**WRITTEN REQUEST 1**
Answer these questions from the reptile forum thread, one line each:
(a) What kind of cage has the sliding drawer the first poster would like for cleaning?
(b) What kind of tortoise did Salazare Slytherin recently rescue?
(c) For how many years does cyanidebaby say they do not want a pet?
**WRITTEN REQUEST 2**
Translate this sentence from the reptile forum thread into Spanish: "I don't know what it is, but something about owning a tortoise worries me, they are a very long-term commitment that I'm not sure I could meet, they're also quite heavy and I'm not sure I could lift one if I ever had to get it out of harm's way."
**WRITTEN REQUEST 3**
Go on with the reptile forum thread from the point where it stops.

**EXTRACT**
───

Thinking about it, the best kind of tank setup for me would be a slidey draw like you get in budgie cages in terms of cleaning. Not sure if a lizard would like that kinda moving floor though. That way I could remove the lizard the usual way, bring it to safety, then slide the bottom out where the substrate is, clean up and push it back in...even better would be a viv where the whole thing dissembles so you can reach right in and clean it piece by piece...that doesn't seem ideal for the lizard though does it?


----------



## Salazare Slytherin (Oct 21, 2009)

cyanidebaby said:


> Thanks for all your support guys, I will definitely look into custom vivs and perhaps even draw some designs. I did consider a tortoise when I was first looking into owning reptiles but I discounted it because all the research I did into them suggested they were not for inexperienced owners. Besides that, I don't want a pet for 20 to 40 years, I have no idea what Ill be doing when I'm 40-60  Any feedback on this?


I recently rescued a tortoise, a leopard tortoise actually! he has some pyramiding going on around his shell, I think the most challanging thing for tortoise care is the diets, variety is quite the optimal word for these guys, and most keepers from what I have seen seem to agree that a wide and varied diet is better for them, this includes having to go weed picking alot, and growing some?


----------



## cyanidebaby (Nov 30, 2013)

I don't know what it is, but something about owning a tortoise worries me, they are a very long-term commitment that I'm not sure I could meet, they're also quite heavy and I'm not sure I could lift one if I ever had to get it out of harm's way.


----------



## Salazare Slytherin (Oct 21, 2009)

───

**DATA SHOWN**
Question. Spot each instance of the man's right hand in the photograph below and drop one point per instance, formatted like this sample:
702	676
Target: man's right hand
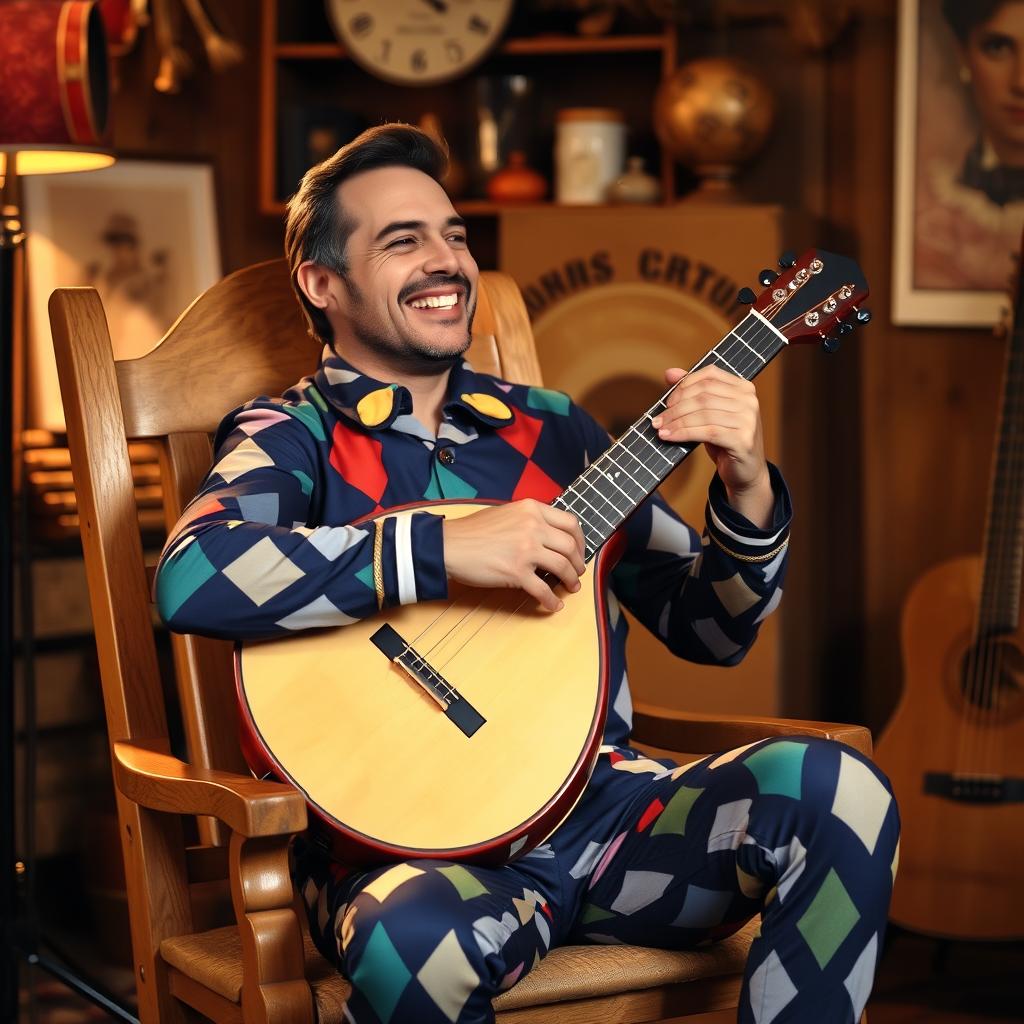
510	545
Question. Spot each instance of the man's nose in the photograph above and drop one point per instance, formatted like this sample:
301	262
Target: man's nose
439	258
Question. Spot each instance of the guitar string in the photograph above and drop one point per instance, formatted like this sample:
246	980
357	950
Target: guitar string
730	345
1014	511
763	332
980	753
1007	568
1001	514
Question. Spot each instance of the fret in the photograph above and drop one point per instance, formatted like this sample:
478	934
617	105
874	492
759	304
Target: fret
623	451
721	358
579	497
610	456
654	448
619	513
610	477
757	354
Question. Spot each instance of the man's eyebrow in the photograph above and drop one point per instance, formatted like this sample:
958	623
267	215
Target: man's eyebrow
414	225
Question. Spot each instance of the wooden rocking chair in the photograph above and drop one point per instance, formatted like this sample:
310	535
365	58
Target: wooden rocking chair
213	924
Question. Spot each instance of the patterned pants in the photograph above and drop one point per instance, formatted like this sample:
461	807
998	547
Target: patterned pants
804	830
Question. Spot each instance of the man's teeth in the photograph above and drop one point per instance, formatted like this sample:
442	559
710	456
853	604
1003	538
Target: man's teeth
435	302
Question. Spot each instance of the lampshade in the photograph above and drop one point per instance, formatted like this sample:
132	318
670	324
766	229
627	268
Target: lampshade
53	86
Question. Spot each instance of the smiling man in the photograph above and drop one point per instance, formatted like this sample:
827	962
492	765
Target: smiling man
802	829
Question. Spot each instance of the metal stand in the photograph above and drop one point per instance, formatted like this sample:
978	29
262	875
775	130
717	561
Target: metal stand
19	937
11	238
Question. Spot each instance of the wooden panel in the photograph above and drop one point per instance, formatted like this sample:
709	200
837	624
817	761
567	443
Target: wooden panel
928	396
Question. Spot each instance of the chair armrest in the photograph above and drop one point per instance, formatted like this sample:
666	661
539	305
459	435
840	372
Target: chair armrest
698	733
249	807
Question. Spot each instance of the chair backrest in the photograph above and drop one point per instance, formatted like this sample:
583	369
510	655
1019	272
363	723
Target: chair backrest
243	337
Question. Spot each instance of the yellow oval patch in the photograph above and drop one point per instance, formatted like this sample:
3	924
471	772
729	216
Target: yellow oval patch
487	404
375	408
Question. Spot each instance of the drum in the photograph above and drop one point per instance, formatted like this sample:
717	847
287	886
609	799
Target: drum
53	74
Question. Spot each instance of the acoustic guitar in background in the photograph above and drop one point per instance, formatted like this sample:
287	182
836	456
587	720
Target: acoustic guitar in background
954	747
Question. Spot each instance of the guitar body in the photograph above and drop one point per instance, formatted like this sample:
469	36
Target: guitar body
960	870
387	770
468	729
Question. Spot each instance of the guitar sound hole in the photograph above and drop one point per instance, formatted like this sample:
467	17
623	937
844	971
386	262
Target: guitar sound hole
992	677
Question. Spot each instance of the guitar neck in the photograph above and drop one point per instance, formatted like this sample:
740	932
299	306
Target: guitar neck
611	488
1004	547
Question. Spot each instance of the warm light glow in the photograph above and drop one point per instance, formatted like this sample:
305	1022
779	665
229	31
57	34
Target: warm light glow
54	161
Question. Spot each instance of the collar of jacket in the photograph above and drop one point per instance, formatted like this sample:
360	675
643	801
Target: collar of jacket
376	404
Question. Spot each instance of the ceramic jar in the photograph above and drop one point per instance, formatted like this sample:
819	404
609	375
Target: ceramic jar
516	182
590	147
636	185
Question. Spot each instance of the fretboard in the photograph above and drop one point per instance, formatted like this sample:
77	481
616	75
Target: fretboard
611	487
999	607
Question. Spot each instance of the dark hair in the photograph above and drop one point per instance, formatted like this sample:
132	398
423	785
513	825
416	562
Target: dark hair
963	15
317	228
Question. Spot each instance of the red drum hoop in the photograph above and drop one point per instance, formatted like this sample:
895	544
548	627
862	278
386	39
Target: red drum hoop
54	74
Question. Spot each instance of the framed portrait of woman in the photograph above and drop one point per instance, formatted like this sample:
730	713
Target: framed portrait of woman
958	207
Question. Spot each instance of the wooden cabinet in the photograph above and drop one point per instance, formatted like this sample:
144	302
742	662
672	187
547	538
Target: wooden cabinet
306	79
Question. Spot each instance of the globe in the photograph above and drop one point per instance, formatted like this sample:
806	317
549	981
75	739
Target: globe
713	115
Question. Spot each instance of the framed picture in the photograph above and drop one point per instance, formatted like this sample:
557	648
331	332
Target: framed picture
958	206
142	232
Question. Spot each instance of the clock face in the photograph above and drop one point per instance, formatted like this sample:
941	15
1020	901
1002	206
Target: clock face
419	42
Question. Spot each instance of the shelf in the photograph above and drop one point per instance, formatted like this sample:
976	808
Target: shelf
543	45
581	44
310	51
485	208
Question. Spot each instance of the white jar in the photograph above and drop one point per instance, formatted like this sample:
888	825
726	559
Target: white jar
590	147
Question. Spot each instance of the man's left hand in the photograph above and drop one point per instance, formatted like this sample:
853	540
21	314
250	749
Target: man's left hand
721	411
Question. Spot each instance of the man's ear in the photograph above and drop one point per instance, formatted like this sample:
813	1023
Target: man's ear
315	284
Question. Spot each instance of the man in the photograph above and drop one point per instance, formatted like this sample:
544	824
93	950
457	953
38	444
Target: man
652	854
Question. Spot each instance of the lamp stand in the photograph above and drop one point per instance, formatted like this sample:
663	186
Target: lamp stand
11	240
19	935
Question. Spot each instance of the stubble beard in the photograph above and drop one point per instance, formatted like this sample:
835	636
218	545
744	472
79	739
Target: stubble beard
411	352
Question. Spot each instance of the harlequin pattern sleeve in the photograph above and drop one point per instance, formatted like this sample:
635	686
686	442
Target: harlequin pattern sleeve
253	555
704	596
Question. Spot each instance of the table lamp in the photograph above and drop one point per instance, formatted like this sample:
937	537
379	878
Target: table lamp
53	118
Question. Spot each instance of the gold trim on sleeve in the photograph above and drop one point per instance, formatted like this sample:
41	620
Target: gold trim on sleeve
749	558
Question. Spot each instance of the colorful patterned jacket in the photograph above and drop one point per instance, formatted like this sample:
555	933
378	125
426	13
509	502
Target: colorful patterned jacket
267	547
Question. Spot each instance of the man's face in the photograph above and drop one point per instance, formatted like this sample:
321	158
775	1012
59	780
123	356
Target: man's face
410	292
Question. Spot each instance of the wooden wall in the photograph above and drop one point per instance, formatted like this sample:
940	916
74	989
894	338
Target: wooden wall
906	415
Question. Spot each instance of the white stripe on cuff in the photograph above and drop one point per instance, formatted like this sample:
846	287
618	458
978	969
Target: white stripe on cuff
756	542
403	558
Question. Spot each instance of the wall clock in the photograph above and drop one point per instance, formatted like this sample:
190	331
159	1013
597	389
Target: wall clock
419	42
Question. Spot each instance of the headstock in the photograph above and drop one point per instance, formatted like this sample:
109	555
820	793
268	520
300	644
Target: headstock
817	297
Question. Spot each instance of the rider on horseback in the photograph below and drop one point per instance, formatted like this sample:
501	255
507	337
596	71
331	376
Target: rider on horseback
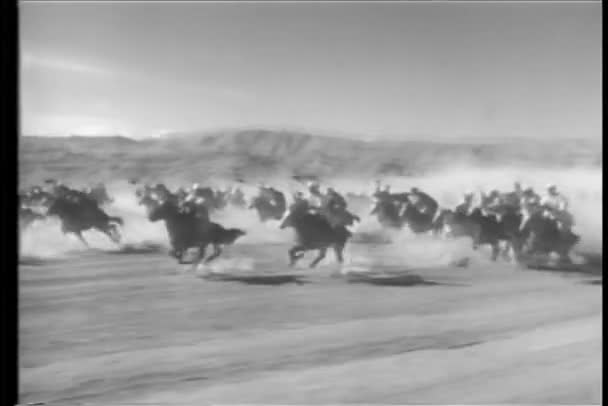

───

**EXERCISE ANSWER 1**
(a) A budgie cage.
(b) A leopard tortoise.
(c) For 20 to 40 years.

**EXERCISE ANSWER 2**
No sé qué es, pero algo de tener una tortuga me preocupa; son un compromiso a muy largo plazo que no sé si podría cumplir, además son bastante pesadas y no sé si podría levantar una si alguna vez tuviera que ponerla a salvo.

**EXERCISE ANSWER 3**
cyanidebaby said:


> I don't know what it is, but something about owning a tortoise worries me, they are a very long-term commitment that I'm not sure I could meet, they're also quite heavy and I'm not sure I could lift one if I ever had to get it out of harm's way.


There are small species of tortoise I am sure! you are probably best off making a thread in the shelled section to speak to some more of the dedicated and knowledgable tortoise keepers, I am sure they may be able to help, unfortunately tortoises are not really my strong point, I know a little about what I keep, my tortoise is my first, I never really was a huge fan of them, but this one here has definately won my love, hence I decided to take him, hes a right character too. :2thumb:


----------



## cyanidebaby (Nov 30, 2013)

After a few weeks of research and advice, I think the most sensible idea would be a gecko pending more research. Bearded dragons want a fifty five gallon tank to be comfortable at full size and I've never even cleaned and maintained a ten. I can always get a beardy later if I can handle the gecko in the little ten/twenty. Spiders I might kill by trying to get em out, snakes are too long and I couldn't unwrap them if they coiled, tortoises I'm not confident with, blueys need an even bigger set up than the beardies. So... choices I'm considering:

-Leopard

-Fat-tailed

-Gargoyle (


----------



## Africandragoncorn (Sep 16, 2012)

Based on those choices i would personally go for a leopard gecko. As with all animals they will require usually 1-2 weeks to settle. In which time they will not eat too more than absolutely necessary and you will be lucky to see them. However after this settling period they tend maintain their weight very well eating when they are hungry and not just because the food is there. They are very inquisitive and adventurous and handle very well once accustomed to it. However the does side is they are near enough nocturnal only really coming out during the very late evening/night time through to the very early morning. So you wont be able to watch them snooping around in the day time. But husbandry is very simple and can mostly be done with a small scoop to pick out the poo. Changing the substrate perhaps once a fortnight. However they are a groung species only doung very minimal in terms of climbing. Meaning if you did managed to get a floor that slides out. You would first have to remove the gecko(s).


----------



## cyanidebaby (Nov 30, 2013)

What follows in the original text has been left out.